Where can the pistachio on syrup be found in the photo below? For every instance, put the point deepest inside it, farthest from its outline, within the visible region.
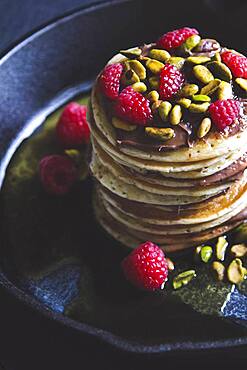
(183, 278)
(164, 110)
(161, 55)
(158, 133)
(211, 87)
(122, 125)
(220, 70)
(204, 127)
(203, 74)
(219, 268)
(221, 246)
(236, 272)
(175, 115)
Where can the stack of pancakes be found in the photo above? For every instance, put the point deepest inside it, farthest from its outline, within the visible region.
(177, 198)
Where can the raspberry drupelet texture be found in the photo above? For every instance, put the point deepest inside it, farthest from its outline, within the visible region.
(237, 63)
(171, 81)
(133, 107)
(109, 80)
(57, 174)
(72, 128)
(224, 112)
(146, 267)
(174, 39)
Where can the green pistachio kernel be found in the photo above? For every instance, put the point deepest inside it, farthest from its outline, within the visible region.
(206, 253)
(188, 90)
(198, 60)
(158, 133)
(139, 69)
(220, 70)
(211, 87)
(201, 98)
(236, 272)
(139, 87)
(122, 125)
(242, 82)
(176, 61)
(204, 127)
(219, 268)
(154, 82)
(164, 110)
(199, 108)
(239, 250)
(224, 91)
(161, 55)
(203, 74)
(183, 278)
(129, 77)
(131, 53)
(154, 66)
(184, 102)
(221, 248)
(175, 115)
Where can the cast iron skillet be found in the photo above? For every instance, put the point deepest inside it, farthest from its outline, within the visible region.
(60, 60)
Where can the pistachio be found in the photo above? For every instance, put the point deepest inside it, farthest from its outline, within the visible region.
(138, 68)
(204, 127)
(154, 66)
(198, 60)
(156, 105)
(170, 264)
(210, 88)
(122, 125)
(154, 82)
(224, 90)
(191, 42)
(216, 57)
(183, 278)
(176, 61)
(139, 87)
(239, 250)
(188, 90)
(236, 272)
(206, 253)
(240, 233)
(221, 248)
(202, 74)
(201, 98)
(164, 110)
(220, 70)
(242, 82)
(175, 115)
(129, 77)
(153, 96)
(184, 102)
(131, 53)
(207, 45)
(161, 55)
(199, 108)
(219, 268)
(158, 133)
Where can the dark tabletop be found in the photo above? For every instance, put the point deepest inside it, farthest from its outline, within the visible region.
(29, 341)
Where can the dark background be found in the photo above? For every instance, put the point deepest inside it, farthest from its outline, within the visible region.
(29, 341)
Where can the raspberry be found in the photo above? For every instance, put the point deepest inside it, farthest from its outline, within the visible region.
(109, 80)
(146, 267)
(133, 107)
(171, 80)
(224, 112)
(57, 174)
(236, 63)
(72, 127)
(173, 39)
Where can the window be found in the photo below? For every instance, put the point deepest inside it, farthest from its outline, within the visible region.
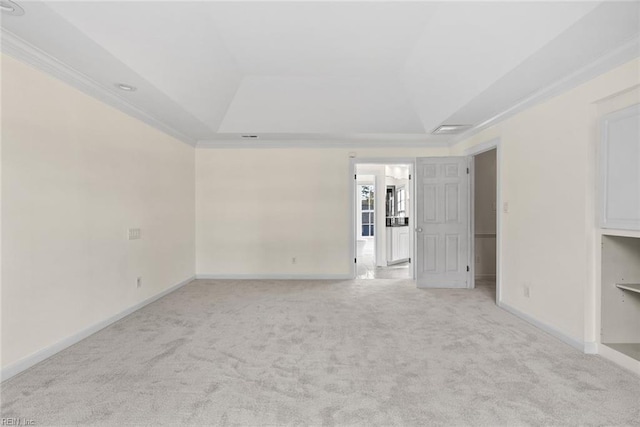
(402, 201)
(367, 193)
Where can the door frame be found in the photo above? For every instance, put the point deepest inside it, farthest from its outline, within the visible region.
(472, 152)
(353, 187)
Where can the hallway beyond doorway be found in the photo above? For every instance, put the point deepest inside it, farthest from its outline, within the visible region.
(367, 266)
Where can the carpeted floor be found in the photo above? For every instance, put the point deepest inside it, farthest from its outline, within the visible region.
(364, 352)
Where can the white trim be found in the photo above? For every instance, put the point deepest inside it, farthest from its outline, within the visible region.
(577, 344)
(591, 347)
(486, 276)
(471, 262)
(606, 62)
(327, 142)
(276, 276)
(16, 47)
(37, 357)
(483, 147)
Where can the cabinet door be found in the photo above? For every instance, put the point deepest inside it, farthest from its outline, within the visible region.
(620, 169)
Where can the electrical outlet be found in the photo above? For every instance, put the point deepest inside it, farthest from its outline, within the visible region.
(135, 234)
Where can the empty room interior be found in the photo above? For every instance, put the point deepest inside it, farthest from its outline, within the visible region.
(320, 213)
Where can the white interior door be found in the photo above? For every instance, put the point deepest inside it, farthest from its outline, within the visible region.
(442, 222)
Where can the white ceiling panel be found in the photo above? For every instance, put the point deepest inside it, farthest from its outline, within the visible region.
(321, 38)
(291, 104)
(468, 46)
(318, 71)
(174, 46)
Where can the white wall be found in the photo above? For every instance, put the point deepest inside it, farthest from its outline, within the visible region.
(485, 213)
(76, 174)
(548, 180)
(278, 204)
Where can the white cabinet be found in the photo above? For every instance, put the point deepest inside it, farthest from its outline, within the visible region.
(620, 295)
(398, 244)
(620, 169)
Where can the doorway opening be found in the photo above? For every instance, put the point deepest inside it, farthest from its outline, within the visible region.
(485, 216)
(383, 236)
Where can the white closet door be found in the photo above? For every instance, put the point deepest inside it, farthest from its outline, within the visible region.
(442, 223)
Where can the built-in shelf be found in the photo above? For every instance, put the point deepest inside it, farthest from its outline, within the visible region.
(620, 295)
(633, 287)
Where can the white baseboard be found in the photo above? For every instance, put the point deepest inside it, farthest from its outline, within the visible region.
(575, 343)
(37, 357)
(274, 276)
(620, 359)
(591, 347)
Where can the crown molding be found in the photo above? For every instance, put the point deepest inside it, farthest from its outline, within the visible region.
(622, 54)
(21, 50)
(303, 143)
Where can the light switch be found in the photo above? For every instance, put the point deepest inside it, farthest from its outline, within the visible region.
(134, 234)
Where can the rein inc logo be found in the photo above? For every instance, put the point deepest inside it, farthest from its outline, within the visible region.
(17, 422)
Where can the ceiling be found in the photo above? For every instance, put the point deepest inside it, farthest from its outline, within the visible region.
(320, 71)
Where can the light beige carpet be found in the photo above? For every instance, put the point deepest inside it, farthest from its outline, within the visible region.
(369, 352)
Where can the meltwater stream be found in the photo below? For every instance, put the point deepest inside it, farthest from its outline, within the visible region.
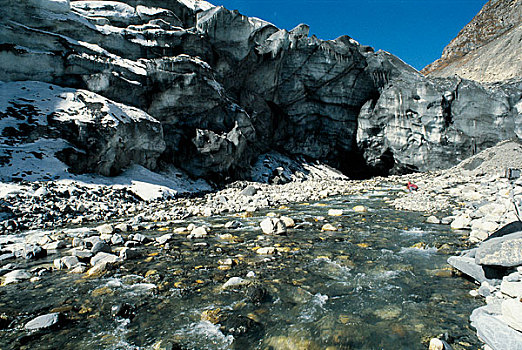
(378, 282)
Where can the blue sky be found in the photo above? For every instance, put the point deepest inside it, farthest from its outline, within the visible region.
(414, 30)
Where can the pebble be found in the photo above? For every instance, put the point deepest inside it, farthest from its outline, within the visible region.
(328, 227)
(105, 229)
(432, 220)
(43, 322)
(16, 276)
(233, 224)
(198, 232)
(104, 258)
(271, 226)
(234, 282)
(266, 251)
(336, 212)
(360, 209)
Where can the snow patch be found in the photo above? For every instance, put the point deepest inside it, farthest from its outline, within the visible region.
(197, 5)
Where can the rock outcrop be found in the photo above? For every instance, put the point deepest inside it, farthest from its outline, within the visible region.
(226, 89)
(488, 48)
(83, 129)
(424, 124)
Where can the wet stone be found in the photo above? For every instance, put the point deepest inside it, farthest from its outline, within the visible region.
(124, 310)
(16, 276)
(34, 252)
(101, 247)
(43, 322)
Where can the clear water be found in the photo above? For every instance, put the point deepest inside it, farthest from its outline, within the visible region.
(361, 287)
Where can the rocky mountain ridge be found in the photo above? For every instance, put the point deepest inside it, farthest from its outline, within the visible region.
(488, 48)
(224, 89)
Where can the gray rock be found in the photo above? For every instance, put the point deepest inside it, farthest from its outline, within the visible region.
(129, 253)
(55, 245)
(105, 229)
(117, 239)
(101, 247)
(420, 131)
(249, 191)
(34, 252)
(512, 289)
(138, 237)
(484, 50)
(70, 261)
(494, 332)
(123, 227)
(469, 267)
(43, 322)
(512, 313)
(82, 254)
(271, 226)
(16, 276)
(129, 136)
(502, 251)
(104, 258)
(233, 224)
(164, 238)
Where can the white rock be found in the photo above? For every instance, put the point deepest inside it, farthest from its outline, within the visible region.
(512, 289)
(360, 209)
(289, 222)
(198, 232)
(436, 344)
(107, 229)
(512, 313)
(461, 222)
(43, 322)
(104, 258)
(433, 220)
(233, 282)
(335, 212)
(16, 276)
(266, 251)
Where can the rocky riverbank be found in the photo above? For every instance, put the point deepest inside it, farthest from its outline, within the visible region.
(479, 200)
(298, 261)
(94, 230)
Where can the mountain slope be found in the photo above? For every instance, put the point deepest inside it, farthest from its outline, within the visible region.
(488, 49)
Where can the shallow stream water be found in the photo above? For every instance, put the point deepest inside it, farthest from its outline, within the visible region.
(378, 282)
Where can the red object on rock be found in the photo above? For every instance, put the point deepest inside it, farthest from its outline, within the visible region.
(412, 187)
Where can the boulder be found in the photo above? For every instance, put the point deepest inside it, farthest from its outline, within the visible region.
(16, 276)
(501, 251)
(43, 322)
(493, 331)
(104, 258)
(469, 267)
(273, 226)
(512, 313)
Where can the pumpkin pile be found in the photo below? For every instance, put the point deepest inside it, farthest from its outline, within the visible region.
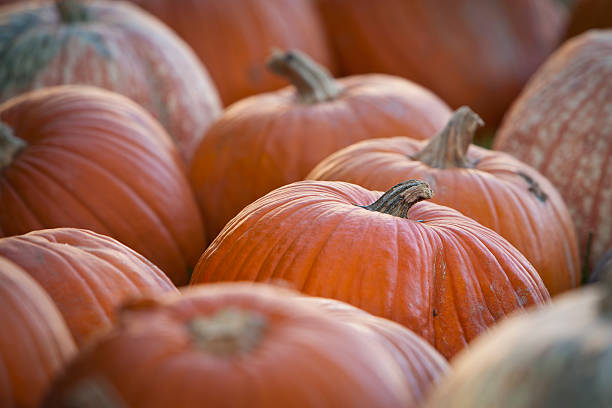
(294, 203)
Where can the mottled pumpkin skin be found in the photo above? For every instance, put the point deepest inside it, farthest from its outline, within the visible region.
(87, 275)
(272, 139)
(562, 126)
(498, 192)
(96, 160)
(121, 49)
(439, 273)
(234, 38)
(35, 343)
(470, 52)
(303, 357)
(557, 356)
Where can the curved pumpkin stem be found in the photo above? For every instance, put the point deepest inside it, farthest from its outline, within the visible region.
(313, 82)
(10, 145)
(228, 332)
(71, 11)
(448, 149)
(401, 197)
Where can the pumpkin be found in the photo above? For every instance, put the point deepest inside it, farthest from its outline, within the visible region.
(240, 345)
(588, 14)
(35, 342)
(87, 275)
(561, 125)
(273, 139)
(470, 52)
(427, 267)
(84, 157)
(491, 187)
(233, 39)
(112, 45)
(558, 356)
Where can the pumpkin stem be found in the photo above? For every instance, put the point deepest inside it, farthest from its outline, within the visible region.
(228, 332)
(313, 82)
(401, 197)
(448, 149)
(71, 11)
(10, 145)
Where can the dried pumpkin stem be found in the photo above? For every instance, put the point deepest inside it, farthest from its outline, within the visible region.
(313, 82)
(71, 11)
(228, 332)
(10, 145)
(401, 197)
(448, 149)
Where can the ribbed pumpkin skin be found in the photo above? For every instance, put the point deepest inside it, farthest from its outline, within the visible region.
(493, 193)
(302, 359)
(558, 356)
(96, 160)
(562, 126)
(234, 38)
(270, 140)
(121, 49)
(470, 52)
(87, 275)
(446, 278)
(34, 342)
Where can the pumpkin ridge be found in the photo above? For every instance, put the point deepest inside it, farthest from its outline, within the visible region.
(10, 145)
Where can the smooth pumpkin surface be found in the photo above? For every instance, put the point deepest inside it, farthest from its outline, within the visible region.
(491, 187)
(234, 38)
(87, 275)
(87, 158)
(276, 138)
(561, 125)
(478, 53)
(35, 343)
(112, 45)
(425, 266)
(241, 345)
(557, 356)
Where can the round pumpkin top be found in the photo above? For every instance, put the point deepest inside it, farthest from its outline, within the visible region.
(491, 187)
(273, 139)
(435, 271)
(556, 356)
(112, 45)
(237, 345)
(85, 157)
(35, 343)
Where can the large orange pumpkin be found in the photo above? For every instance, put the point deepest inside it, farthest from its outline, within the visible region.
_ _ _ _ _
▸ REQUIRED ACTION
Write out, exactly as shown, only the lines running from the one that contains "Where can the pumpkin ridge" to the last line above.

▸ TASK ANSWER
Where can the pumpkin ridge be found in the photo above? For every instance, put the point deepest inside it, farthest from its outline, within the visible region.
(10, 145)
Where can the smooth pumpkin surface be found in the photo above? For every instance, put the point deepest inside it, farthest from its outline, within the visible region.
(491, 187)
(234, 38)
(87, 275)
(87, 158)
(276, 138)
(561, 125)
(478, 53)
(35, 343)
(112, 45)
(425, 266)
(241, 345)
(557, 356)
Where can the round pumpkin top be found in the photo above? For every instance, put the point deepest inside it, farthest from its outline, within the visible region.
(491, 187)
(273, 139)
(435, 271)
(556, 356)
(112, 45)
(237, 345)
(85, 157)
(35, 343)
Where can the large orange pumpkin be found in the photo above? For every instance, put the point deepest inside it, farthest from its outline, within the visible region.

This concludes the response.